Problem details
Copy the records from the line containing "Thank you for the photograph. Please indicate the truck" through the end of the records, changing "bare tree" to "leafless tree" and leaving everything else as it is.

Supplied data
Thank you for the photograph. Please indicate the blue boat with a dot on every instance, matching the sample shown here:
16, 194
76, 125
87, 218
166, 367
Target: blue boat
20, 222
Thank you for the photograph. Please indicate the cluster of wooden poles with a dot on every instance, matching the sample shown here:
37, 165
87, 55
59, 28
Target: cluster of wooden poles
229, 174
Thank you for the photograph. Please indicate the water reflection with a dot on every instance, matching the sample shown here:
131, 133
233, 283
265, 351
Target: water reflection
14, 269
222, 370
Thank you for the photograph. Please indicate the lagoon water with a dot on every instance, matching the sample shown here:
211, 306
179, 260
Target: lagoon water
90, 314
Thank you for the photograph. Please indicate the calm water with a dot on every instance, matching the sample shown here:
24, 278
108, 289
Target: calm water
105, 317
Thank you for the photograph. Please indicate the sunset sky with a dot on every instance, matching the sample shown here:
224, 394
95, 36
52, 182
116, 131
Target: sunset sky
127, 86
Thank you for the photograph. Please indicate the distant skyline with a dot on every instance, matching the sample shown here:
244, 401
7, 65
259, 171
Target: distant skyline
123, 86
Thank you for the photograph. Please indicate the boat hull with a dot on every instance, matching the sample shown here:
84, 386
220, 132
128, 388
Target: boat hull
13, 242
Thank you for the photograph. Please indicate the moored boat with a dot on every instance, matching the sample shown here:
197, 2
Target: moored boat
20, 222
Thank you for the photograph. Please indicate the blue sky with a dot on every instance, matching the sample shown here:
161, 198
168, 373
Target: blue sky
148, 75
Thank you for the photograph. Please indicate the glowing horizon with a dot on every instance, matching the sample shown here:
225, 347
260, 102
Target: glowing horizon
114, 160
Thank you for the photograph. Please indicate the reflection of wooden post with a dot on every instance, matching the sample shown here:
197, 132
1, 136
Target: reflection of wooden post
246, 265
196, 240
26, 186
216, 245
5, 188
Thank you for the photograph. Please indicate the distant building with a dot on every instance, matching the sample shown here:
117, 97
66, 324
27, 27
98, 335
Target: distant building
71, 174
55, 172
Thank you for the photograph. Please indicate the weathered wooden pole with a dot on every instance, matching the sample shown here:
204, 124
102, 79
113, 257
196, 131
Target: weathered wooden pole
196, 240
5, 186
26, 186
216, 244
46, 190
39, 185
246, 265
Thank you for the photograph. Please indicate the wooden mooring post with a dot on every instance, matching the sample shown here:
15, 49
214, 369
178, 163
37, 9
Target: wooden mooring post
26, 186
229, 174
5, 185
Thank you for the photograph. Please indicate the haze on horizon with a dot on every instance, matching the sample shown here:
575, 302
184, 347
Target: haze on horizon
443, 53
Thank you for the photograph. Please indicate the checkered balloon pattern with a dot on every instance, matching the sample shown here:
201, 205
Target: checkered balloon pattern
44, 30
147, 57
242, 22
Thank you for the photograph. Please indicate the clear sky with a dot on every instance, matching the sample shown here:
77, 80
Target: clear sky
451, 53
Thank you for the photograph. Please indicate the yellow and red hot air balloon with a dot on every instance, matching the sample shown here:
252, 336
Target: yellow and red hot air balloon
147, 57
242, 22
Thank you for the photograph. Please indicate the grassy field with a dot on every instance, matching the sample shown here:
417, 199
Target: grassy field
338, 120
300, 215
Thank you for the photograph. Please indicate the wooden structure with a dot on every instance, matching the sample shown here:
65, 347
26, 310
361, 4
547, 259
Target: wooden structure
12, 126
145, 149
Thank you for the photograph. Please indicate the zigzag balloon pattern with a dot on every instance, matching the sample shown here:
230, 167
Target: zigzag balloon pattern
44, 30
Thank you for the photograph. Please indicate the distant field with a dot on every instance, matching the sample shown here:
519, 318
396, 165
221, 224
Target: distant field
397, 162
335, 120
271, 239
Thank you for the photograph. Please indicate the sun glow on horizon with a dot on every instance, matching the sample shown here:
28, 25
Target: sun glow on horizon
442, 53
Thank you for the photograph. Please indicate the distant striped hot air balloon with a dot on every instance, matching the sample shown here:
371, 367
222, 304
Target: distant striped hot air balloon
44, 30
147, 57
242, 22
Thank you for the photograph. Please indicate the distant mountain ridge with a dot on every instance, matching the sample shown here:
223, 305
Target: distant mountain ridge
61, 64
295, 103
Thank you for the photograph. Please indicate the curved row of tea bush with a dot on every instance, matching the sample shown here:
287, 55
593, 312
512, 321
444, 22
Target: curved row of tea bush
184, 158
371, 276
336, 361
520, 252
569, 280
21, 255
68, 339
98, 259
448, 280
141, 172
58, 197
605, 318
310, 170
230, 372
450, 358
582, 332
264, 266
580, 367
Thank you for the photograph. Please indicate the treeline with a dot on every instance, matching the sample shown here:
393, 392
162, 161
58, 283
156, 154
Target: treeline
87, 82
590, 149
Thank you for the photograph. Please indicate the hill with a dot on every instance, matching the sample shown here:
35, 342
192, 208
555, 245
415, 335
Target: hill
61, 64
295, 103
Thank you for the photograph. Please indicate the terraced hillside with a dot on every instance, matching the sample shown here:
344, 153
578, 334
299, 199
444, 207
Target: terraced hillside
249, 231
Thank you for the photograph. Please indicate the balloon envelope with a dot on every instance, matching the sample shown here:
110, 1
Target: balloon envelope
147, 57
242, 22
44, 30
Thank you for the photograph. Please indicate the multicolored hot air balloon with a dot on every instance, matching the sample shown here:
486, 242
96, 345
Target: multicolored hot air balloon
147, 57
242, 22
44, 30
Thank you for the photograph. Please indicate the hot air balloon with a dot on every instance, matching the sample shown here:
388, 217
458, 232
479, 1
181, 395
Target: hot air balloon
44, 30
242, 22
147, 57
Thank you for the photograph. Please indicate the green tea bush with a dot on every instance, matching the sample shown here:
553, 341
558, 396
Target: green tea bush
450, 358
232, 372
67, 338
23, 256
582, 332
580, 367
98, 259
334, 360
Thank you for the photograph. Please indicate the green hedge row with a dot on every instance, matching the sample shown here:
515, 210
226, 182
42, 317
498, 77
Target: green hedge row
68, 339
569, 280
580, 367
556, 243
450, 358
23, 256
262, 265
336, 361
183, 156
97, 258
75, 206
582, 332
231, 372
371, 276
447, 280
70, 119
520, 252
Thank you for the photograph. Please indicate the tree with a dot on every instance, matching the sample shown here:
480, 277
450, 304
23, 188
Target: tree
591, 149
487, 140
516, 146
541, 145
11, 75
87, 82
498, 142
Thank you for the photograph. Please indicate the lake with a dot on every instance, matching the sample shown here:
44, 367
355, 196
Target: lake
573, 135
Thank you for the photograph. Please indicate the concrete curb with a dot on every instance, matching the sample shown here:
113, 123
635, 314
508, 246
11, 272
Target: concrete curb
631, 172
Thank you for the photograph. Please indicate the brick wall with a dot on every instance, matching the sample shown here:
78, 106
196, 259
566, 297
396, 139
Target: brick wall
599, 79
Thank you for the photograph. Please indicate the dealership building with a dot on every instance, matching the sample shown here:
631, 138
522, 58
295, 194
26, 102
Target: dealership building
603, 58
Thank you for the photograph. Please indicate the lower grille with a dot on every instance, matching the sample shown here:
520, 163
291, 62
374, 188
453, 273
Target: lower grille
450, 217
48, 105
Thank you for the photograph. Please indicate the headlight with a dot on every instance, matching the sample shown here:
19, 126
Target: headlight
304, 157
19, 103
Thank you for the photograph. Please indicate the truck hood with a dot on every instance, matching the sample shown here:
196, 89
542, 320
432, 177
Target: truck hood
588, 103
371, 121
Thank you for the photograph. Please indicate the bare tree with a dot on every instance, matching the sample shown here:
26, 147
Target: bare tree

Reply to the task
Thank you for the photograph. Please indicate the truck hood with a dot on every instance, matching the sample shown here:
196, 89
542, 320
432, 177
Target: truck hood
588, 103
371, 121
Thank you for the photograph. Please indicate the leafless tree with a dot on every instance, matching the sample shown here:
26, 147
Target: leafless tree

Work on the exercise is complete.